**WORK ITEM:** All that should be output is the block of lines below from the line with "column 130, row 143" to the line with "column 280, row 404", both included, exactly as written.

**SOURCE MATERIAL:**
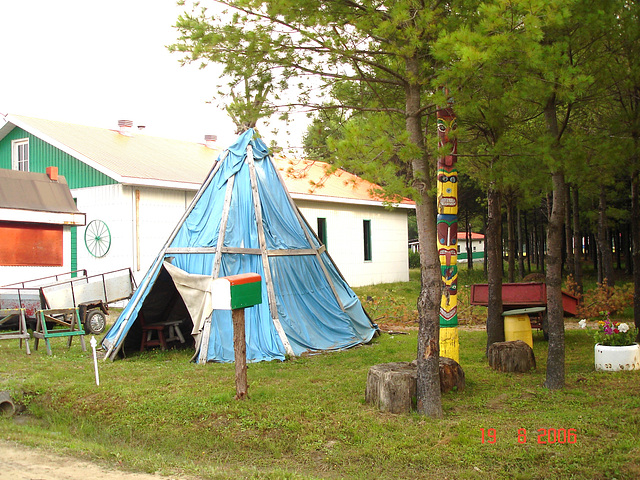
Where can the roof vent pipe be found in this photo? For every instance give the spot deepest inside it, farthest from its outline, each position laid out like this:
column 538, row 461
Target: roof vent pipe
column 125, row 127
column 210, row 140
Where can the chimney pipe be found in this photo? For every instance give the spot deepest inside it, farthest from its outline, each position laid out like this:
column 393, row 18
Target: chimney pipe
column 210, row 140
column 125, row 127
column 52, row 173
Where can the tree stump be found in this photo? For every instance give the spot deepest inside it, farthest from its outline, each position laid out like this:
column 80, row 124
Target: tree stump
column 392, row 386
column 514, row 356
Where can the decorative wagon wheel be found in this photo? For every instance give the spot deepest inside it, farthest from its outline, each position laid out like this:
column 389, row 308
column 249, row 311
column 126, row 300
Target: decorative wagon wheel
column 97, row 238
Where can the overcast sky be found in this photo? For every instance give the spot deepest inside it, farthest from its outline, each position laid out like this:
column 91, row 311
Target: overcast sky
column 96, row 62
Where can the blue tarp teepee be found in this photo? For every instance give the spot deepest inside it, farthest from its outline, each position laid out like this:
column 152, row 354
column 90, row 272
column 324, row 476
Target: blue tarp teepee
column 243, row 220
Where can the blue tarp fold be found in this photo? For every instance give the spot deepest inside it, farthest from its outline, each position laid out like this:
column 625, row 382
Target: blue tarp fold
column 311, row 317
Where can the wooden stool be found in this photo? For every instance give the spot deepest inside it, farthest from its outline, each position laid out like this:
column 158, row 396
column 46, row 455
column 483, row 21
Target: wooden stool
column 173, row 333
column 58, row 316
column 22, row 332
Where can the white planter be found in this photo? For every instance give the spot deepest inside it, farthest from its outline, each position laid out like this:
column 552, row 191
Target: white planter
column 613, row 359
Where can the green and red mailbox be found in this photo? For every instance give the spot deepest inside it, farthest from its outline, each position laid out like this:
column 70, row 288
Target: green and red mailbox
column 235, row 293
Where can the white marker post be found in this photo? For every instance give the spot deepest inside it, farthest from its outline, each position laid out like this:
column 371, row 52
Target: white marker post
column 93, row 343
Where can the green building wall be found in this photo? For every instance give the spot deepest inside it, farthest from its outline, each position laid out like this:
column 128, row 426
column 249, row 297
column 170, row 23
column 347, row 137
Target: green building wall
column 43, row 155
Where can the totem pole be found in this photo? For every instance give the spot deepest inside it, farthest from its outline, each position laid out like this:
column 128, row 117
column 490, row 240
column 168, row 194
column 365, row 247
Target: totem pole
column 448, row 232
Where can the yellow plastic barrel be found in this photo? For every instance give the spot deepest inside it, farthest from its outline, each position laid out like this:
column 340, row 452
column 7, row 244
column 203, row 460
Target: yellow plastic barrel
column 517, row 326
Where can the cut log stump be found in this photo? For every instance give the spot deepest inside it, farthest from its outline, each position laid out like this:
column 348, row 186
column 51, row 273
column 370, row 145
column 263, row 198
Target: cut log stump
column 392, row 386
column 514, row 356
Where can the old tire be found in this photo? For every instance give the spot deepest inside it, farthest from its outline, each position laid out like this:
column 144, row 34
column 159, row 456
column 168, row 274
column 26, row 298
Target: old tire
column 95, row 322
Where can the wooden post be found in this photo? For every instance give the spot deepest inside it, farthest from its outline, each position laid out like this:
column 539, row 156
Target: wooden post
column 240, row 352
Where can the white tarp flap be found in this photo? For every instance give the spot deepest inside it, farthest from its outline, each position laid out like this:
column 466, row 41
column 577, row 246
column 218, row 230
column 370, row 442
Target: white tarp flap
column 195, row 291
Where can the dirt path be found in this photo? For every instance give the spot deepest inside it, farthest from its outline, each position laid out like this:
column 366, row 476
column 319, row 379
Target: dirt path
column 23, row 463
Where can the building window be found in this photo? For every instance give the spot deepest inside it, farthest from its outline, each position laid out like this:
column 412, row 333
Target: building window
column 20, row 155
column 322, row 231
column 366, row 228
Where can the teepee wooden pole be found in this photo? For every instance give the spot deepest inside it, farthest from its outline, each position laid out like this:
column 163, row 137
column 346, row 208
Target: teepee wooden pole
column 273, row 308
column 203, row 347
column 306, row 228
column 240, row 353
column 117, row 345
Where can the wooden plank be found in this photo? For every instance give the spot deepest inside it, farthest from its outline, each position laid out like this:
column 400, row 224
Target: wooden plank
column 116, row 345
column 273, row 308
column 303, row 223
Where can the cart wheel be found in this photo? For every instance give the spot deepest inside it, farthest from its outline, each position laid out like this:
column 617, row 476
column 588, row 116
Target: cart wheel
column 95, row 322
column 97, row 238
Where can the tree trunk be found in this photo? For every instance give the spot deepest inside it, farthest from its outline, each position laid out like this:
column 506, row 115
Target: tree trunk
column 635, row 234
column 604, row 241
column 628, row 249
column 529, row 247
column 428, row 396
column 520, row 243
column 469, row 245
column 577, row 256
column 568, row 235
column 555, row 313
column 495, row 325
column 511, row 241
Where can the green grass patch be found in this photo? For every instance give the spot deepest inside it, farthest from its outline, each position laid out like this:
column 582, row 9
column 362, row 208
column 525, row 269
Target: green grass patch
column 306, row 417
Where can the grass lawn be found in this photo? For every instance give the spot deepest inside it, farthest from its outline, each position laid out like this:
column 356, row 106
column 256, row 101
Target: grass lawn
column 306, row 417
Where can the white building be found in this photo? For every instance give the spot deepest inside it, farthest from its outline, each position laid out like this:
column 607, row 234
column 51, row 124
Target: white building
column 134, row 188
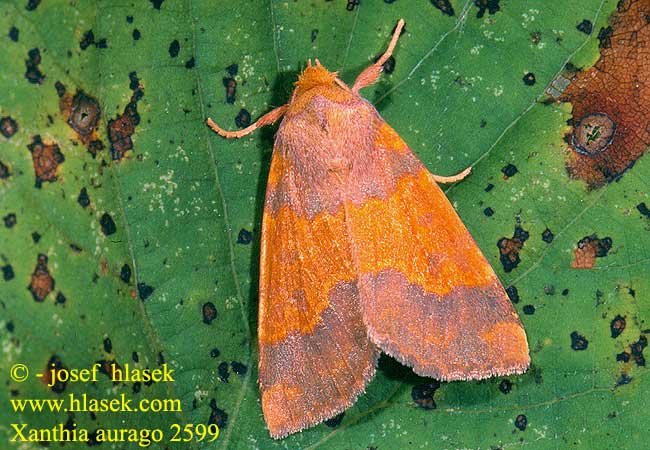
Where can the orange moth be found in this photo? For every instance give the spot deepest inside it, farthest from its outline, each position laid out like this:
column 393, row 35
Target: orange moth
column 361, row 253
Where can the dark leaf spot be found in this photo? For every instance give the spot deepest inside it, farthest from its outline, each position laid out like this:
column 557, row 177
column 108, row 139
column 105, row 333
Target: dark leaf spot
column 623, row 380
column 521, row 422
column 8, row 272
column 243, row 119
column 623, row 357
column 335, row 421
column 32, row 5
column 144, row 291
column 33, row 73
column 643, row 209
column 491, row 6
column 125, row 273
column 389, row 66
column 513, row 294
column 422, row 394
column 636, row 349
column 529, row 79
column 231, row 89
column 244, row 237
column 13, row 34
column 108, row 225
column 60, row 89
column 10, row 220
column 578, row 341
column 174, row 48
column 8, row 127
column 617, row 326
column 209, row 312
column 42, row 282
column 585, row 26
column 547, row 236
column 123, row 126
column 509, row 171
column 84, row 114
column 4, row 171
column 232, row 69
column 83, row 198
column 217, row 416
column 223, row 372
column 509, row 248
column 444, row 6
column 238, row 368
column 87, row 40
column 352, row 4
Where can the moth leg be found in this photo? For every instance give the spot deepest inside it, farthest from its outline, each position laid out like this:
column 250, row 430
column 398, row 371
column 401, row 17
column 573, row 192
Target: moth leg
column 453, row 178
column 371, row 73
column 267, row 119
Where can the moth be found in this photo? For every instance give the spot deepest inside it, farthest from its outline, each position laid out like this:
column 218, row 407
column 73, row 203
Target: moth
column 361, row 252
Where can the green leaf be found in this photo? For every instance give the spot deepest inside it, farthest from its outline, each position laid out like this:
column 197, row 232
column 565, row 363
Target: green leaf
column 145, row 249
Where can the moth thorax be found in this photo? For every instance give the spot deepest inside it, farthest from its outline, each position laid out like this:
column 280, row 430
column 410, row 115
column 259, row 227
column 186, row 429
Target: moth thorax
column 314, row 76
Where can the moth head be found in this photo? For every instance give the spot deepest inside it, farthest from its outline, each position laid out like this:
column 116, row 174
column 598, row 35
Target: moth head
column 313, row 76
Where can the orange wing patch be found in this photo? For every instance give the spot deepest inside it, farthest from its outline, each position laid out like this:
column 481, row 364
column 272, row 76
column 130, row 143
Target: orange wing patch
column 315, row 355
column 428, row 295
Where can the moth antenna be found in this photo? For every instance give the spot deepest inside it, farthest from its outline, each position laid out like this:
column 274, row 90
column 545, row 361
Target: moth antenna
column 452, row 179
column 371, row 74
column 267, row 119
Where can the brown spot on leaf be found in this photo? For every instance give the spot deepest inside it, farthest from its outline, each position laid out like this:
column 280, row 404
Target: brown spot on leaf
column 33, row 72
column 589, row 248
column 8, row 127
column 616, row 91
column 82, row 113
column 123, row 126
column 42, row 282
column 593, row 134
column 46, row 158
column 509, row 248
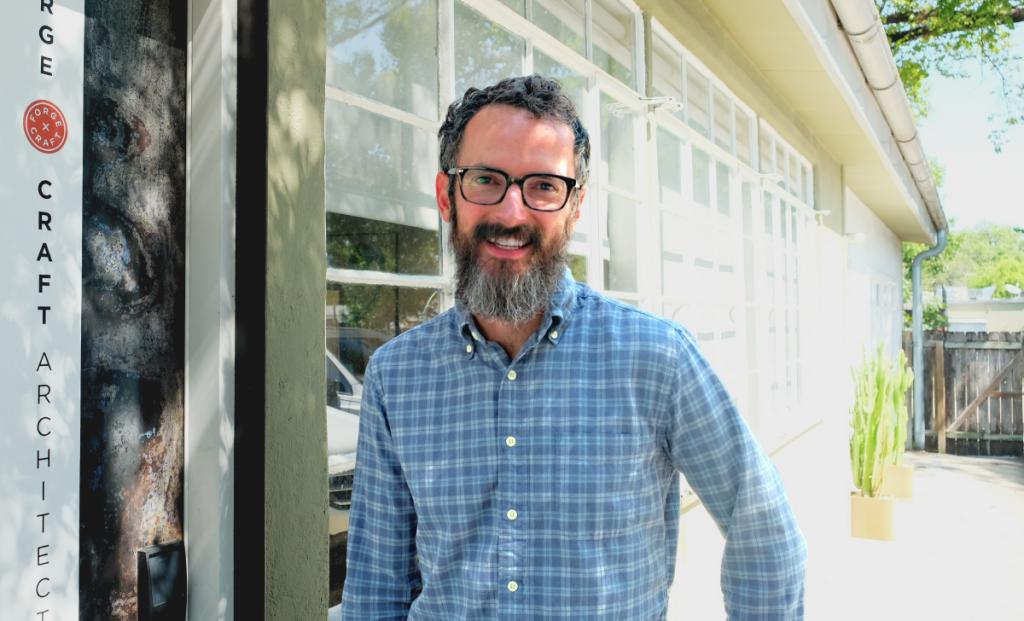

**EXERCISE SOLUTION:**
column 130, row 143
Target: orange wing patch
column 315, row 355
column 428, row 295
Where can the moth antenna be found in this photo? For every instance give the spot deepest inside it, farthest from its outline, each position laid out like this:
column 274, row 90
column 545, row 361
Target: moth antenna
column 452, row 179
column 371, row 74
column 267, row 119
Where can the brown spot on leaf be found in this photo? For every instance give the spot deepest inside it, farthest from its outline, each position laid out like this:
column 280, row 404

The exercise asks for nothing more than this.